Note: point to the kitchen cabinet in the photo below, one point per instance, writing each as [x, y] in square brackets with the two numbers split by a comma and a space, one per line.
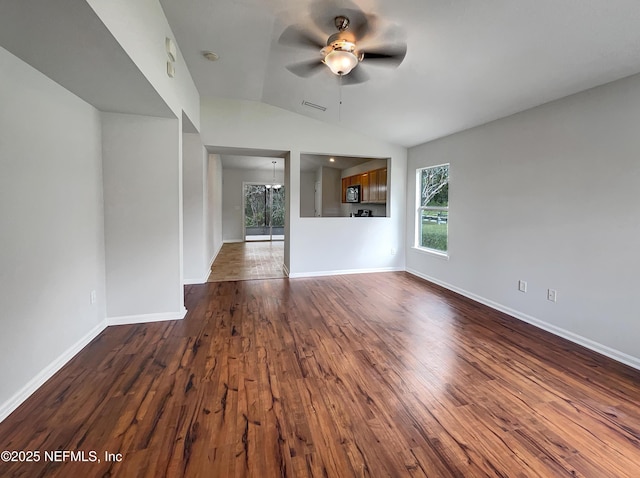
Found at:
[373, 186]
[350, 181]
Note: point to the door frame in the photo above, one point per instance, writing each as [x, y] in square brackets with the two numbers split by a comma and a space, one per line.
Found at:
[244, 205]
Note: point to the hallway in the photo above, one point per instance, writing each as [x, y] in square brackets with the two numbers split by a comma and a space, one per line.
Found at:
[248, 260]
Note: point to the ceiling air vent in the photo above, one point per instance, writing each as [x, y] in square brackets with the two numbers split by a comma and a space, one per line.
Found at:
[313, 105]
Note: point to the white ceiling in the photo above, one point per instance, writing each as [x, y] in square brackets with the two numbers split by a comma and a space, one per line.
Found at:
[467, 63]
[308, 162]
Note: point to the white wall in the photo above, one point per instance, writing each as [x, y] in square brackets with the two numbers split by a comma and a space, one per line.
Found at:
[141, 29]
[331, 192]
[316, 245]
[307, 194]
[194, 177]
[549, 196]
[213, 212]
[51, 223]
[142, 180]
[232, 229]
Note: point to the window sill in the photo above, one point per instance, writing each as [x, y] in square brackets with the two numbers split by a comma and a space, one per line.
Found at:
[432, 252]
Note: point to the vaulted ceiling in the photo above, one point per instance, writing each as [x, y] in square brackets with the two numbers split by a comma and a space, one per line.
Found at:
[467, 62]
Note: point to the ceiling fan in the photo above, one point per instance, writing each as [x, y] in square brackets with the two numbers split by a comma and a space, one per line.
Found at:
[341, 52]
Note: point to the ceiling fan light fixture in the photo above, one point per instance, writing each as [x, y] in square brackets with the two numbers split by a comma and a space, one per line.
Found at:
[340, 61]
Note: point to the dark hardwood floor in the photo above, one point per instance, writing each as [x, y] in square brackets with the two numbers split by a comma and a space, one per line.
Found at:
[360, 375]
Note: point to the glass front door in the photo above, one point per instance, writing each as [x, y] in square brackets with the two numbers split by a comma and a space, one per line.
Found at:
[264, 212]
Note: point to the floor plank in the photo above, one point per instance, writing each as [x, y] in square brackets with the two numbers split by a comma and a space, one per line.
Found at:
[248, 260]
[362, 375]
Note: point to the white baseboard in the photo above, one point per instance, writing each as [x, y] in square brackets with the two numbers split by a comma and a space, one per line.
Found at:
[541, 324]
[195, 281]
[144, 318]
[49, 371]
[295, 275]
[206, 275]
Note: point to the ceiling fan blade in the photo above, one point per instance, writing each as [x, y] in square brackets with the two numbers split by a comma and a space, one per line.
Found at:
[295, 36]
[305, 69]
[324, 12]
[392, 56]
[357, 76]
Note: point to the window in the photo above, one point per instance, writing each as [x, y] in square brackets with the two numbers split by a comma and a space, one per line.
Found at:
[432, 191]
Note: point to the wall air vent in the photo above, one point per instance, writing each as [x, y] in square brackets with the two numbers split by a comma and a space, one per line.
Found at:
[313, 105]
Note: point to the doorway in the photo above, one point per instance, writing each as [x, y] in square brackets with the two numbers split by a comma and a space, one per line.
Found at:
[264, 211]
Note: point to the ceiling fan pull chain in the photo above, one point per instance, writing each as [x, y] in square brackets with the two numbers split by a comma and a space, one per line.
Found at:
[340, 100]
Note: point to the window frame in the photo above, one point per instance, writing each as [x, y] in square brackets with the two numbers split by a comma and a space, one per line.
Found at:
[420, 209]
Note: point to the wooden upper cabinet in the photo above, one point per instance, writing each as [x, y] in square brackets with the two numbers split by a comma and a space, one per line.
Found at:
[373, 186]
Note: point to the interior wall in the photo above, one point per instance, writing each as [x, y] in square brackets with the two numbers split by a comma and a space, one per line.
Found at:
[194, 167]
[213, 211]
[142, 179]
[51, 218]
[317, 245]
[549, 196]
[141, 29]
[331, 192]
[232, 199]
[307, 194]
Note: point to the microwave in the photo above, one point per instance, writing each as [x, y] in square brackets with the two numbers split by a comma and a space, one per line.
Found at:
[353, 194]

=== Stated goal ===
Retype all of the records above word for word and line for line, leaving the pictures out of your copy.

=== Final result ===
Note: point to the kitchen cabinet in the photo below, one point per instance, writing each as [x, y] in square brackets with the two numbers split by a comma and a space, one per line.
Found at:
[373, 186]
[350, 181]
Note: point to the door frame in the photo above, one point per instance, writing each as [x, y] in square brackets with the two numbers split by a comma and a space, one per line.
Found at:
[244, 205]
Note: point to the hallway in the photo above, one point per instance, writing each as [x, y] in square brackets with the two numbers split by a comma and a space, one per line.
Found at:
[248, 260]
Note: point to the ceiling air vent in the photo above, one point per instance, writing each as [x, y] in square brackets with the two numbers split by a comma and a space, one per line.
Found at:
[313, 105]
Note: point to the white ceiling in the photo above, one point per instance, writing each as [x, y] in square brackets with the two numbers split by a comma and a space, one per line.
Found at:
[467, 63]
[308, 162]
Note: point to the white wall in the photo above, one point per instance, writing each as [x, y] in square brackets with the two numbers split by a comma and a space, one per line.
Found at:
[141, 29]
[331, 192]
[316, 245]
[307, 194]
[194, 177]
[549, 196]
[213, 212]
[51, 223]
[142, 180]
[232, 229]
Note: point to the window sill in the photo above, one point per instance, writing each as [x, y] in square brackets with the two numbers split by a comma and a space, one per line.
Found at:
[432, 252]
Note: point to the vaulted ceiling in the photo above, one point per instance, writing each as [x, y] in square brackets with the two numbers split by a comma and a space, one per line.
Found at:
[467, 62]
Note: point to the ceiling fan in the photo above, one point per instance, writing each as [x, y] in square brackets with the two numbers split by a comma and a space, one per line.
Found at:
[341, 52]
Note: point to the ceiling fan light fixture in the photo above, one point per instance, writing each as [x, y] in square brackets with the two numbers split by a comma and a space, one per line.
Found at:
[340, 61]
Note: point to the dark hardwood floor in the photo above, one point per instance, writing each as [x, y] in square brackets with the two numbers split by a comma and a space, one per line.
Found at:
[360, 375]
Note: point to the glass front door in the photo above, one point per instance, writing each as [x, y] in square brackets with the two numbers split by a comma and a space, one per line.
Found at:
[264, 212]
Note: point to the floor plank in the photo above, one point per instance, writing each as [x, y] in square brackets with the two numbers split by a comma and a space, one per line.
Found at:
[248, 260]
[362, 375]
Note: point to the white baseboard in the photo above, one point per instance, writing each as [x, y] in square brackets with the two numbers split by a comma and a space, one per line.
Found at:
[541, 324]
[195, 281]
[144, 318]
[49, 371]
[295, 275]
[206, 275]
Note: point to the ceiling fan blade in the photo above, one point per instance, writing each as [x, y] in square brackets with the two numbers split by a comma and a space, one per line.
Found at:
[295, 36]
[305, 69]
[324, 12]
[392, 56]
[357, 76]
Note: point to the window in the photo above, one point per instance, writing each as [x, y] in square brackets with the two numbers split by a comma and a space, one per line.
Found at:
[432, 191]
Note: point to the wall air vent in the photo above, one point per instance, writing each as [x, y] in square brackets with the two numbers split by a comma and a space, one per line.
Found at:
[313, 105]
Note: point to the doorway in the photo above, one point per instance, writing each as [x, y] in square brackets with the two numbers split by a comma and a space, one per line.
Found at:
[264, 211]
Note: point to the ceiling fan pull chain in the photo above, one point per instance, writing each as [x, y] in square brackets with the two numbers split by a comma and a space, one per line.
Found at:
[340, 100]
Note: point to the window frame in the photo above, one point per instance, writing each as [x, y] in square brackets with the two numbers split by a comma and a space, one per line.
Found at:
[420, 209]
Note: point to the wooden upper cabinet in the photo above, one point per instance, writing each as [x, y] in square brackets with the two numbers split by a comma and a space, one per line.
Found at:
[373, 186]
Note: point to the interior wall in the photo above, one point per instance, writing each as [x, y] in square brackets with the two numbers split by a comma and a space, one per line.
Found at:
[194, 167]
[213, 211]
[142, 179]
[51, 218]
[317, 245]
[549, 196]
[141, 29]
[331, 192]
[232, 199]
[307, 194]
Note: point to the microwave in the photo above, one point per instance, writing each as [x, y] in square brackets with the two numbers split by a comma and a space, one per line.
Found at:
[353, 194]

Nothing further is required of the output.